── TEXT
It has often been said that until it can be determined when the soul joins the body of a new baby, abortion cannot be called murder.
This, however, is not the main concern of the Bible. The key phrase of Scripture is found in Genesis 9:4 where we read “the life thereof, which is the blood thereof…” That phrase is the basis for many other passages that equate blood with life and that call the shedding of blood sin.
What relation does this verse have to the problem of abortion? Just this: that every fetus has its own blood, and the shedding of that blood is as surely the taking of life as it would be any other circumstance.
Before the fetus is three weeks old, it has a beating heart. Also, its primitive vessels and blood are in the process of developing continuously throughout the months of gestation. At no time is that blood the blood of the mother.
The term “innocent blood” is used repeatedly in Scripture, and in each case it is clear that God attributes very great significance to that term. Note the following passages:
“…do no violence to the stranger, the fatherless, nor the widow, neither shed innocent blood in this place.” Jeremiah 22:3
“That innocent blood be not shed in thy land, which the Lord thy God giveth thee for an inheritance, and so blood be upon thee.” Deuteronomy 19:10
“These six things doth the Lord hate:… and hands that shed innocent blood.” Proverbs 6:16, 17
(See also II Kings 24:4, Deuteronomy 19:13 and Deuteronomy 21:9)
Except for the blood of Jesus, there can surely be no blood more innocent than that of those bodies being newly formed in the womb by the hand of God. The burden of guilt described in the above passages falls on anyone responsible for terminating the life of the unborn. How can anyone hold that the tiny body can be alive, but safe to slay because it may not yet have received its soul?
Surely God knew what He meant in Jeremiah 1:5 when He said, “Before I formed thee in the belly I knew thee,” and the Holy Spirit, through David, makes it clear that “all my members were written …when as yet there was none of them.” (Psalm 139:16)
If Jeremiah or David had been conceived in our time in history, could his developing body have been aborted, and yet he would not be the victim of murder?
────
── ENTRIES SUPPLIED
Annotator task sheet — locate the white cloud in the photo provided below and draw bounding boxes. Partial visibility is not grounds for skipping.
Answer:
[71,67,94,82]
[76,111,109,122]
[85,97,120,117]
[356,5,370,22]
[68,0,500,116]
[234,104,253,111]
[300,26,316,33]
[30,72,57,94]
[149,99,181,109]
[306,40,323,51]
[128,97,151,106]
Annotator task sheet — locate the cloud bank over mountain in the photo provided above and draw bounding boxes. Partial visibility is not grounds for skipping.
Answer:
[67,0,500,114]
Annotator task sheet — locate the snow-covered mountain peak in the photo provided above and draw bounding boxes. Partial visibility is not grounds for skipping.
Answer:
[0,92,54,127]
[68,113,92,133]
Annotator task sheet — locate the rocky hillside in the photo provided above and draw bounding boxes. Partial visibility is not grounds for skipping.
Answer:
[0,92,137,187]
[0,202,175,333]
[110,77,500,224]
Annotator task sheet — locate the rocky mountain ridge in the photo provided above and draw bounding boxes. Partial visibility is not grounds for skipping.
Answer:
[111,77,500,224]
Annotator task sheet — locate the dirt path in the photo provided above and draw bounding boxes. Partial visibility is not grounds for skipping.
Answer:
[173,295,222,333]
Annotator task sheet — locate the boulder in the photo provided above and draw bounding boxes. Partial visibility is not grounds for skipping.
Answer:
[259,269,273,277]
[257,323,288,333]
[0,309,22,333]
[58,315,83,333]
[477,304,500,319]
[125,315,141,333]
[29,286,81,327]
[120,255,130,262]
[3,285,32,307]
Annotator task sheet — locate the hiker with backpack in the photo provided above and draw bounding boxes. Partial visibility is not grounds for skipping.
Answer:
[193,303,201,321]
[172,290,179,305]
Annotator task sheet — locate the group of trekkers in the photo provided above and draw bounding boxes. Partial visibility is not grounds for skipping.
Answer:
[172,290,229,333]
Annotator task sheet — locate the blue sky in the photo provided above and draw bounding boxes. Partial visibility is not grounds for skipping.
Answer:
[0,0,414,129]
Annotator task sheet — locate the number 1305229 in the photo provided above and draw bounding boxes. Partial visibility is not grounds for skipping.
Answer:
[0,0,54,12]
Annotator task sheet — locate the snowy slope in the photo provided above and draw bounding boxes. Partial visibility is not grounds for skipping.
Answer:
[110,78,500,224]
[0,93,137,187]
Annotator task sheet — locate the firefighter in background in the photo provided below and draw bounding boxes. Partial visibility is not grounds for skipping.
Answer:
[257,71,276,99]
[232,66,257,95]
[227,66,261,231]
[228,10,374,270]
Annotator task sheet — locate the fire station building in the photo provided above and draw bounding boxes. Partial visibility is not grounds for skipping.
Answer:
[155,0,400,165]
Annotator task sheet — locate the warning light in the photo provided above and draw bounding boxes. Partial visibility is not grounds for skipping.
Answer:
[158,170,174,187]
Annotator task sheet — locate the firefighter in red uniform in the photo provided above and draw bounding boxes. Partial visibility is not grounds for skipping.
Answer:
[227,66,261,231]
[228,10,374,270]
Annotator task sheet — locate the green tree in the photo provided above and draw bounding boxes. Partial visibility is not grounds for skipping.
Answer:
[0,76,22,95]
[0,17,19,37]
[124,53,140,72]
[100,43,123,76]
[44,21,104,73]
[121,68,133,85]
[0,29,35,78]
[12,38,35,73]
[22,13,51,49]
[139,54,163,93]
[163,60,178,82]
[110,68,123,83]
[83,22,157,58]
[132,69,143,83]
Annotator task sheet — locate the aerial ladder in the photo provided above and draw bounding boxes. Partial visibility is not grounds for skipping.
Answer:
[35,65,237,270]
────
__WHAT YOU WILL DO__:
According to the text on abortion and blood, by what age does a fetus have a beating heart? The items aren't needed for any of this.

__EXPECTED ANSWER__:
Before it is three weeks old.